- What to produce: Find the line that contains "badlands hill in the photo above.". Repeat that line and all lines following it, exactly, through the end of the listing below.

- Record set:
++++++

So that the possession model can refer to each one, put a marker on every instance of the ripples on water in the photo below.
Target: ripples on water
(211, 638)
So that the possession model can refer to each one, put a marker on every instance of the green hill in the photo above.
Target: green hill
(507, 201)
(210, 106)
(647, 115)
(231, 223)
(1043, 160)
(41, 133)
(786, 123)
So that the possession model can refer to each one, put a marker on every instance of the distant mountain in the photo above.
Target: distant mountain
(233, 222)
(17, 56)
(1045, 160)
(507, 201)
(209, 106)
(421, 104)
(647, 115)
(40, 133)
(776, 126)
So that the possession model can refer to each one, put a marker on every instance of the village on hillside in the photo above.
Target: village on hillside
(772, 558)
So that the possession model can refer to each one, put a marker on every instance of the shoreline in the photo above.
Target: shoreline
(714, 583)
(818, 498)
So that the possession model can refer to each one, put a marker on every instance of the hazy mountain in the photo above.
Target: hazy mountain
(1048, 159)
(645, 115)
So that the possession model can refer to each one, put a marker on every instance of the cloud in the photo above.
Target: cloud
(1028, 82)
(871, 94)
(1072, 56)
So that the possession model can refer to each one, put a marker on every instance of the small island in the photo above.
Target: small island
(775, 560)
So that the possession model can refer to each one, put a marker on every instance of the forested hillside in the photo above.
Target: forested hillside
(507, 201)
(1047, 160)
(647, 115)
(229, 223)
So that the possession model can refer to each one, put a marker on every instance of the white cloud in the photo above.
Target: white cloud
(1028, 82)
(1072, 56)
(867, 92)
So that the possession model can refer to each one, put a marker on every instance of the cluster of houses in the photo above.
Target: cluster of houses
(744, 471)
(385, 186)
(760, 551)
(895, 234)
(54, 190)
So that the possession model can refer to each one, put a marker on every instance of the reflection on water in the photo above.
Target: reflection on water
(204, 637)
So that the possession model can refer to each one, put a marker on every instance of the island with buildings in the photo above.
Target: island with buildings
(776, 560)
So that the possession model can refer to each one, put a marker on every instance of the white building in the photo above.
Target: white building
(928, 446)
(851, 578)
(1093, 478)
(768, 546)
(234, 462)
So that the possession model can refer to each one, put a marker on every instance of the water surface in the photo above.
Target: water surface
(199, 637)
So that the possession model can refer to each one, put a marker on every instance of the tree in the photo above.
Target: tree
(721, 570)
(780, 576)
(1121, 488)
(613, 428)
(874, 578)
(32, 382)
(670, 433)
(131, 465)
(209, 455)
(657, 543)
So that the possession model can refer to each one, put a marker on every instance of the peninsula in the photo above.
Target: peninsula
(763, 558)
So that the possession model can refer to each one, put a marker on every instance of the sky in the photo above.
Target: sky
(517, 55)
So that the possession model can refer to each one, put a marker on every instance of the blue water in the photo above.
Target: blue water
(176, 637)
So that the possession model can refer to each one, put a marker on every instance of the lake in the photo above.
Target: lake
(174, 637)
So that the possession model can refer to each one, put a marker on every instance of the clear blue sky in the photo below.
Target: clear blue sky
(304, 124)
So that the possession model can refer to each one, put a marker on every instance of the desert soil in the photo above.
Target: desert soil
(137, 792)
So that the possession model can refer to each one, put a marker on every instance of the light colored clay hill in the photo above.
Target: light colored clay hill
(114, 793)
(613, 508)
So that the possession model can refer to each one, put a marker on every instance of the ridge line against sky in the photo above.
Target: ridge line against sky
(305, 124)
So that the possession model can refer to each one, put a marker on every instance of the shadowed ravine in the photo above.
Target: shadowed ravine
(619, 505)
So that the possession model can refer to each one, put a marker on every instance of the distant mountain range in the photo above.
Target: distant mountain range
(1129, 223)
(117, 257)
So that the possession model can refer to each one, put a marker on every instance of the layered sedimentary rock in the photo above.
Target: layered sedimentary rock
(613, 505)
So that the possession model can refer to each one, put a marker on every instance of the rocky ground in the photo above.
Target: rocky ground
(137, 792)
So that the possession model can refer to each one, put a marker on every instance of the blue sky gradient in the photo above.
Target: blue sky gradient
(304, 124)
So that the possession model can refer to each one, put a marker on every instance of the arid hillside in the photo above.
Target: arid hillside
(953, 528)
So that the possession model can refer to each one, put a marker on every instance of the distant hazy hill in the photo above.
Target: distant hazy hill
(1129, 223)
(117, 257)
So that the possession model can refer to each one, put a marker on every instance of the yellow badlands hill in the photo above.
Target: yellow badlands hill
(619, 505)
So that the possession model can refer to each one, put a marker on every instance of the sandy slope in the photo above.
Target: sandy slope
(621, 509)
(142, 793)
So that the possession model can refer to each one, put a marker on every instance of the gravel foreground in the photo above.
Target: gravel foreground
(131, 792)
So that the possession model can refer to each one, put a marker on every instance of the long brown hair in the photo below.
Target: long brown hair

++++++

- Response to the exercise:
So that the possession model can refer to each one, put a marker on every instance of the yellow badlands hill in the photo above.
Target: yellow badlands hill
(619, 505)
So that the possession model can refer to each one, put a marker on every instance of the sandy slope in the photo above.
Target: sandy slope
(621, 509)
(142, 793)
So that the possession model can refer to each one, put a marker on every instance of the gravel foreground in the photo above.
Target: gravel foreground
(131, 792)
So that the possession model can refer to each one, put a marker on every instance of the long brown hair in the photo below.
Target: long brown hair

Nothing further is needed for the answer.